>> Start Data section
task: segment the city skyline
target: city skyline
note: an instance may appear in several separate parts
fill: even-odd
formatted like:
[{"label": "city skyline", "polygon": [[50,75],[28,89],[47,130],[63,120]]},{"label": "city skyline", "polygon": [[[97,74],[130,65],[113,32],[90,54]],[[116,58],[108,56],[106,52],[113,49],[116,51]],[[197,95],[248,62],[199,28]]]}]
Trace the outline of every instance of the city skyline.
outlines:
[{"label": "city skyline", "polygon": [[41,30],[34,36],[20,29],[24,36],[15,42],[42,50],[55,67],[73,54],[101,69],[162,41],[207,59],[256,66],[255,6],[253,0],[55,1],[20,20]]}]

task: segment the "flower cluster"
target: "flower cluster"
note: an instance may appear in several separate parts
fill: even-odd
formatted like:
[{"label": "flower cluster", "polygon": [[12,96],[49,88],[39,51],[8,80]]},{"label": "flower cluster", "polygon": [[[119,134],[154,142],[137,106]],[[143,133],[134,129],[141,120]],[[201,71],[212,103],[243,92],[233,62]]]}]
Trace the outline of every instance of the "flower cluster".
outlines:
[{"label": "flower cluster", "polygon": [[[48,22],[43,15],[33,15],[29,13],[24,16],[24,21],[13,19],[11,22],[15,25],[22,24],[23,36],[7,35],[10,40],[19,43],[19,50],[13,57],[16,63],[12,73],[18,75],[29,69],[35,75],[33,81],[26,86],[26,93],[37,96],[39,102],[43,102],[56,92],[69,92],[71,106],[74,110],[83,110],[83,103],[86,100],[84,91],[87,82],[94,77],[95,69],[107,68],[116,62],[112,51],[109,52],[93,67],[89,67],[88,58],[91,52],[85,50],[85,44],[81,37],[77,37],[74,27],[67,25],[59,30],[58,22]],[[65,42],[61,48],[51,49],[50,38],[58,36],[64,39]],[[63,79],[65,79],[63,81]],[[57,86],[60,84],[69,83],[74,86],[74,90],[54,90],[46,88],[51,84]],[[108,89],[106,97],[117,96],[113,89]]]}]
>> End Data section
Request
Reproduce every line of the records above, requests included, but multiply each coordinate in the outlines by 2.55 and round it to a whole number, rounding halves up. Leave the numbers in the requests and their format samples unchanged.

Result below
task: segment the city skyline
target: city skyline
note: an instance may appear in several separate parts
fill: even-odd
formatted like:
[{"label": "city skyline", "polygon": [[50,75],[28,89],[47,130],[63,120]]},{"label": "city skyline", "polygon": [[[97,74],[130,65],[113,32],[90,54]],[[116,58],[108,56],[106,52],[113,49],[116,51]],[[197,95],[248,62],[199,28]]]}]
Trace the outline of every instance of the city skyline.
outlines:
[{"label": "city skyline", "polygon": [[105,77],[87,92],[51,74],[61,92],[38,107],[107,128],[140,171],[186,138],[258,176],[413,105],[528,150],[653,168],[650,15],[645,0],[140,3],[51,51]]}]

task: segment the "flower cluster"
target: "flower cluster"
note: an instance may appear in several separate parts
fill: even-odd
formatted like:
[{"label": "flower cluster", "polygon": [[12,96],[49,88],[39,51],[8,80]]},{"label": "flower cluster", "polygon": [[[119,134],[154,142],[137,106]],[[143,133],[134,129],[141,120]],[[201,71],[212,103],[243,92],[233,62]]]}]
Trace the outline of every instance of the "flower cluster".
outlines:
[{"label": "flower cluster", "polygon": [[[122,56],[110,38],[84,38],[74,33],[61,41],[61,54],[33,48],[28,56],[38,64],[56,61],[59,92],[18,89],[26,102],[48,110],[48,128],[33,145],[41,161],[31,186],[46,191],[74,176],[89,191],[84,207],[66,219],[66,237],[94,245],[99,260],[110,260],[143,235],[176,235],[181,270],[189,281],[212,281],[212,263],[219,255],[214,232],[222,209],[240,196],[242,176],[273,173],[296,158],[286,130],[278,133],[237,171],[227,171],[224,148],[232,133],[217,128],[217,112],[207,94],[196,94],[189,69],[171,64],[150,77],[148,56]],[[166,107],[156,122],[130,125],[128,97],[148,92],[163,99]],[[161,201],[166,201],[161,207]],[[145,219],[153,214],[176,212],[189,219],[189,230],[138,230],[117,224],[130,214]],[[275,227],[270,247],[298,245],[288,227]]]}]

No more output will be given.